▼

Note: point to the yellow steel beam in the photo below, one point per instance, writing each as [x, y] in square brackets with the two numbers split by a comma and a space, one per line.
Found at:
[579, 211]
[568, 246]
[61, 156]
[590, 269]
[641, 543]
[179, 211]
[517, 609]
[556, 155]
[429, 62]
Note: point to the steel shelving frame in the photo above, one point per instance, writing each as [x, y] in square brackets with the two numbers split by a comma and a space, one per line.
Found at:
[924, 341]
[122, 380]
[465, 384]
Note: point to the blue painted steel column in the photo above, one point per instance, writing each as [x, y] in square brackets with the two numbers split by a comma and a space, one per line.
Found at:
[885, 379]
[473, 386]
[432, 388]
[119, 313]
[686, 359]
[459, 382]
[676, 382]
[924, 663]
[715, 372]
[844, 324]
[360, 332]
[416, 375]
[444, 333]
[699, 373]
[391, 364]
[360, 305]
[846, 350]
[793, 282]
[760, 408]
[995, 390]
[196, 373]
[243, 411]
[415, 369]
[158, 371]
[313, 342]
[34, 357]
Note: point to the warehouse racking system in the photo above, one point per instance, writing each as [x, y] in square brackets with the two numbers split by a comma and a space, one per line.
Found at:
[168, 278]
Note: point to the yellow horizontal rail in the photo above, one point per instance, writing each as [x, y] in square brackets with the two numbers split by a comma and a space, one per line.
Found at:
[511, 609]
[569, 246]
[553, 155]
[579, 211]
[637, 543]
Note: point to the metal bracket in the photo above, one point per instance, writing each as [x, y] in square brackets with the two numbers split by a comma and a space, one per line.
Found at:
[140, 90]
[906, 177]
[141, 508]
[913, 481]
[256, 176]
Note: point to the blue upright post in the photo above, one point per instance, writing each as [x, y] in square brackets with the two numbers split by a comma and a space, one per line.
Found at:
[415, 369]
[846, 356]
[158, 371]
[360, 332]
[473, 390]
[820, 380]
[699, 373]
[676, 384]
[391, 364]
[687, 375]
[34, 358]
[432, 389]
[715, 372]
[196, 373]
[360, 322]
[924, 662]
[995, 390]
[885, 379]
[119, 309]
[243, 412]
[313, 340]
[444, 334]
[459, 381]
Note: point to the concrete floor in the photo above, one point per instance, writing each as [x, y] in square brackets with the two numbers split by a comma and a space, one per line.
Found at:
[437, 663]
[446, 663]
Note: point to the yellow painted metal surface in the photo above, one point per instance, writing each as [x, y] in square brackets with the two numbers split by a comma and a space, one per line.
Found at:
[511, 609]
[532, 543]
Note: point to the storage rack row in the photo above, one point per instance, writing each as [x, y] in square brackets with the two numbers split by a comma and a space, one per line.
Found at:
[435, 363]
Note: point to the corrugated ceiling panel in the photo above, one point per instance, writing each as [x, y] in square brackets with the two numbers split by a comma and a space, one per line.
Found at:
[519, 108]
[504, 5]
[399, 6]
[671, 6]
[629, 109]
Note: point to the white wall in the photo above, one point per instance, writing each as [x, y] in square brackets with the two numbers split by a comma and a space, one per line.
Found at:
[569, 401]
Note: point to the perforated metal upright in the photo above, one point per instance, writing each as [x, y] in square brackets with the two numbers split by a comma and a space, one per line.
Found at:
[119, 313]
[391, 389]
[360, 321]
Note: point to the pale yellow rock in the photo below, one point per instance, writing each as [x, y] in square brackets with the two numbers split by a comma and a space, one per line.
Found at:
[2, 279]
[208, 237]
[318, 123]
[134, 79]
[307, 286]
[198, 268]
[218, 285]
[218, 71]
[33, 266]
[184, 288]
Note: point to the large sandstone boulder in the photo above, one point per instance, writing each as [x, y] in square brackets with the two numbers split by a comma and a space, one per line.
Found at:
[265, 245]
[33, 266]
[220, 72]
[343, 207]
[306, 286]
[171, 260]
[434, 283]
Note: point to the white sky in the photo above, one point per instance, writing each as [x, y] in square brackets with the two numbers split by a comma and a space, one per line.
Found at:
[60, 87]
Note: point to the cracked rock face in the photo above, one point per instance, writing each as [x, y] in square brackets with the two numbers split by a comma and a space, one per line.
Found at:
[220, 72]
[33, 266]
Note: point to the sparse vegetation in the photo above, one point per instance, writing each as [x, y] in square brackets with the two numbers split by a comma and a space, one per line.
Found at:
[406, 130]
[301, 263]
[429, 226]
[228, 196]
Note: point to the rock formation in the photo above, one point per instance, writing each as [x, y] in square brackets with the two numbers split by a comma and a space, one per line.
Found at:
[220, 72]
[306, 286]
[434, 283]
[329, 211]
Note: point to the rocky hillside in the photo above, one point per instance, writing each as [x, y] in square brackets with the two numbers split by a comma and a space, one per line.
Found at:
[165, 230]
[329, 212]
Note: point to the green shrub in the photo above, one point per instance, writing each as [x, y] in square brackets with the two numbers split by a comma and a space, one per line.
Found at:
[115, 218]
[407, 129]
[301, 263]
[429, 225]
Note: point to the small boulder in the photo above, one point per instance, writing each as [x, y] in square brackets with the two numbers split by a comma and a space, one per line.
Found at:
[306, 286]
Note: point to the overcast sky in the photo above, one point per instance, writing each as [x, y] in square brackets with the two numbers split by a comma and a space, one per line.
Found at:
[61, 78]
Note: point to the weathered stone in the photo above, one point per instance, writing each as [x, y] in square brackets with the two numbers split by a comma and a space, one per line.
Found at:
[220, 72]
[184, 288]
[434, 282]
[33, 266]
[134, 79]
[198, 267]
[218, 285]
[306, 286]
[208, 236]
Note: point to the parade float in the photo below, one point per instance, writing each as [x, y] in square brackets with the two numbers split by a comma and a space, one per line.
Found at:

▲

[Task] Reproduce all the data word for word.

[Final result]
Note: point to the yellow steel beam in the photo below, one point per instance, writing each as [x, y] in square brackets with the two numbers split by a comma and a space, one per line.
Found at:
[579, 211]
[568, 246]
[61, 156]
[590, 269]
[641, 543]
[179, 211]
[517, 609]
[556, 155]
[429, 62]
Note: point to the steel shelving frame in the photo above, one point per instance, writing each as [x, y] in square brackets with the two numbers split by a comma and a space, one per line.
Found at:
[924, 341]
[122, 380]
[465, 384]
Note: point to the blue painted steel column in the photo above, one point per instance, writing each as [x, y] in square brackets with the two numbers split by a comma and a space, one per line.
Found at:
[885, 379]
[473, 386]
[432, 388]
[119, 313]
[686, 359]
[459, 382]
[676, 382]
[924, 663]
[715, 372]
[844, 324]
[360, 332]
[416, 375]
[444, 333]
[699, 373]
[391, 364]
[360, 305]
[846, 350]
[793, 282]
[760, 408]
[995, 390]
[196, 373]
[243, 411]
[415, 369]
[158, 371]
[313, 342]
[34, 357]
Note: point to the warehouse racking system in the photo above, one point per instance, writing each as [x, y] in square brackets with the two numbers split by a comma and a space, one per line.
Found at:
[168, 278]
Note: point to the yellow horizontal rail in the photo above, one point per instance, writing each as [x, y] in square brackets with the two numbers split by a comma and a space, one per line.
Found at:
[511, 609]
[569, 246]
[553, 155]
[579, 211]
[637, 543]
Note: point to the metal bracket in the photo above, one point per instance, writing each as [x, y] in square brackets with the two numbers split by a comma and a space, one per line.
Found at:
[140, 90]
[906, 177]
[141, 508]
[913, 481]
[256, 176]
Note: point to the blue upright post in the photo above, one point per instance, writing each as [x, y] in square brackets with the two numbers split by a comma and a space, one per line.
Found at:
[415, 369]
[846, 356]
[158, 371]
[360, 332]
[473, 390]
[820, 380]
[699, 373]
[676, 384]
[391, 364]
[687, 375]
[34, 358]
[432, 389]
[715, 372]
[196, 373]
[360, 322]
[924, 662]
[995, 390]
[885, 379]
[119, 309]
[243, 412]
[313, 340]
[444, 334]
[459, 381]
Note: point to the concrete floor in the photo above, one point per instance, writing each as [x, y] in square brackets with the two numbers split by a comma and a space, one per line.
Found at:
[437, 663]
[446, 663]
Note: point to the yellow painted metal surface in the photo above, one point per instance, writing each as [x, y] in square brackets with the two numbers split by a comma and a space, one per line.
Found at:
[511, 609]
[532, 543]
Note: point to the storage rack row in the photo above, one point per instance, writing each as [x, y] in square brackets with the two numbers split by a comma and a space, one per line.
Found at:
[435, 363]
Note: point to the corrugated ceiling panel in the photo above, one point per instance, writing each as [x, y] in square brackets with the two numbers split by a comma and a space, one per line.
Found at:
[519, 108]
[504, 5]
[399, 6]
[671, 6]
[629, 109]
Note: point to the white wall in the photo above, one point per instance, writing each as [x, y] in square brackets with the two numbers split by a comma and a space, one per line.
Found at:
[569, 401]
Note: point to the perforated metal upright in the photo above, one point per instance, writing each as [x, y] in square brackets with the two numbers split by a comma and a space, one per line.
Found at:
[119, 313]
[391, 389]
[360, 321]
Note: point to the pale yellow rock in the photo below, one point per instance, writing each as [x, y] in square brackets with the two numbers split by a comma and a space, one per line.
Found at:
[2, 279]
[208, 237]
[318, 123]
[134, 79]
[307, 286]
[198, 268]
[218, 285]
[218, 71]
[33, 266]
[184, 288]
Note: point to the large sandstone boulder in the photo above, one point per instance, writing each as [x, y] in square brackets with the two numbers split by a comma and a space, one per line.
Found at:
[265, 245]
[33, 266]
[220, 72]
[343, 207]
[306, 286]
[171, 260]
[434, 283]
Note: point to the white sky in the photo above, one point per instance, writing each as [x, y] in square brackets with the two numbers split by a comma and a space, one per line.
Found at:
[60, 87]
Note: point to the cracked rock face in the photo above, one point per instance, writing each as [x, y] in square brackets with the two numbers split by a comma and a space, one per line.
Found at:
[220, 72]
[33, 266]
Note: point to the sparse vegetation in the photo above, one point per instance, writing each as [x, y] in square brackets with the two numbers split by a comma and a space, one per line.
Found at:
[406, 130]
[301, 263]
[429, 226]
[228, 196]
Note: point to the rock formation in the photo above, one point per instance, writing each as [x, y] in square brackets with the two numbers split by a comma and a space, one per line.
Found at:
[220, 72]
[306, 286]
[434, 283]
[329, 211]
Note: point to the rocky hillside in the photo above, one point per instance, writing each as [x, y] in square brackets with the two numbers split by a comma and a space, one per line.
Found at:
[165, 230]
[329, 212]
Note: point to the green shrub in the photo above, one point per instance, writing each as [x, y] in square brackets with the two numbers split by a comma and a space, one per line.
Found at:
[115, 218]
[407, 129]
[301, 263]
[429, 225]
Note: point to the small boulder in the photo above, one point per instance, writing each as [x, y] in square brackets with the two numbers split by a comma and a space, one per line.
Found at:
[306, 286]
Note: point to the overcast sky in the photo above, one point per instance, writing each as [x, y] in square brackets with the two numbers split by a comma and a space, one per line.
Found at:
[61, 78]
Note: point to the weathered stone in the photo above, one point per instance, writing each as [x, y] in square brackets with the two numbers split by a comma and a space, one per line.
Found at:
[220, 72]
[184, 288]
[434, 282]
[33, 266]
[134, 79]
[198, 267]
[218, 285]
[306, 286]
[208, 236]
Note: point to the parade float in the photo below, one point per instance, writing each as [x, y] in square brackets with the two numbers split by a comma and a space, one per line.
Found at:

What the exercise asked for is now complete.